Once you find the line with "If you could point to the volcanic" in the entries below, return exactly every line from it through the line with "If you could point to the light".

(Data for the task Opens)

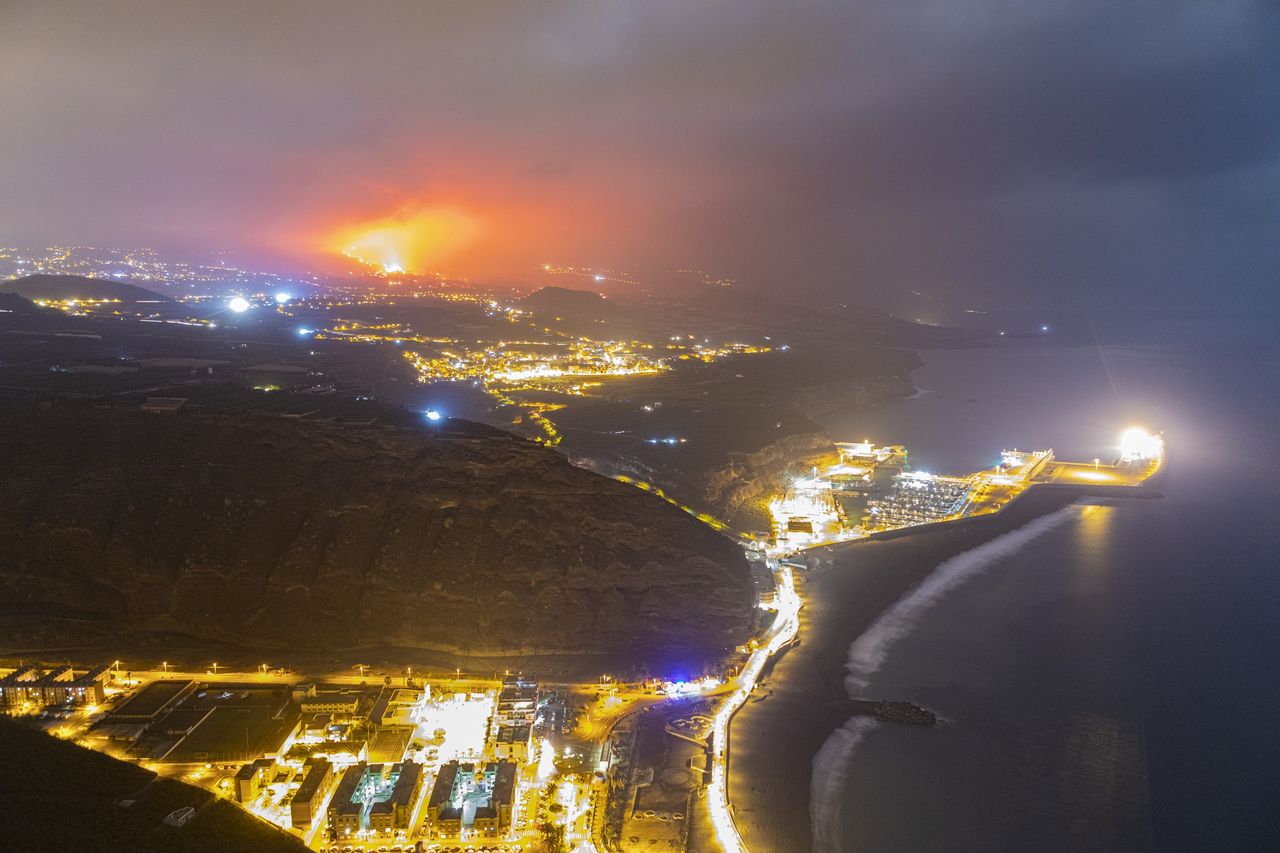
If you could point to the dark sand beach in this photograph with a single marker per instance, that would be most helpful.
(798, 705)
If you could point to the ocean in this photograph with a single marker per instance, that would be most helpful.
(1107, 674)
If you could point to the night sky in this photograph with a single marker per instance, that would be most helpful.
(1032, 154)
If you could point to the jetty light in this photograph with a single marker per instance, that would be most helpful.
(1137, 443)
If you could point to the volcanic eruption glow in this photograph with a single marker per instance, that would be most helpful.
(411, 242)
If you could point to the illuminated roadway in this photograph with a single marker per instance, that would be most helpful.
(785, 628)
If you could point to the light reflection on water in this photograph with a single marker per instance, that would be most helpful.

(Data for the task Closes)
(Data for the task Opens)

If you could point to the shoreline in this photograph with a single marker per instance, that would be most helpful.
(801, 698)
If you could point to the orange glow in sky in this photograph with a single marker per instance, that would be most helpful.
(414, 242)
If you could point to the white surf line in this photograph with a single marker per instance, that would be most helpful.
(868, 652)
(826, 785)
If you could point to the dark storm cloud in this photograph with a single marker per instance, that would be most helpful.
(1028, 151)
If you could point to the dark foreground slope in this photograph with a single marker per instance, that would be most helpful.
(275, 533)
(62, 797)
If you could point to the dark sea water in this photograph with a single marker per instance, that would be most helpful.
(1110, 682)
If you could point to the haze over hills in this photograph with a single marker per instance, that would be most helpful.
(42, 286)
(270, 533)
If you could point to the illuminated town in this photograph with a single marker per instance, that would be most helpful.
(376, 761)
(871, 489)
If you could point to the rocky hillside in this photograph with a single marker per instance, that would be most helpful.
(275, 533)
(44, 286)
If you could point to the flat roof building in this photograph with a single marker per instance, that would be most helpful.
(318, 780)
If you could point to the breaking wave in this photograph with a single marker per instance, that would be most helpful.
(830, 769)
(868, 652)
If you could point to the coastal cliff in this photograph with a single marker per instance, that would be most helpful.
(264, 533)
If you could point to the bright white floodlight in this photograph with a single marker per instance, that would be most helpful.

(Data for the task Closes)

== Written solution ==
If you could point to the volcanic eruption glow in this photograph with a single marker per instance, that would be most helpful.
(411, 242)
If you could point to the illuminated roadway in this photograph with a single marker per instance, that would be most helpful.
(785, 628)
If you could point to the light reflection on water in this photograph with a single marker per instance, that would be most helpful.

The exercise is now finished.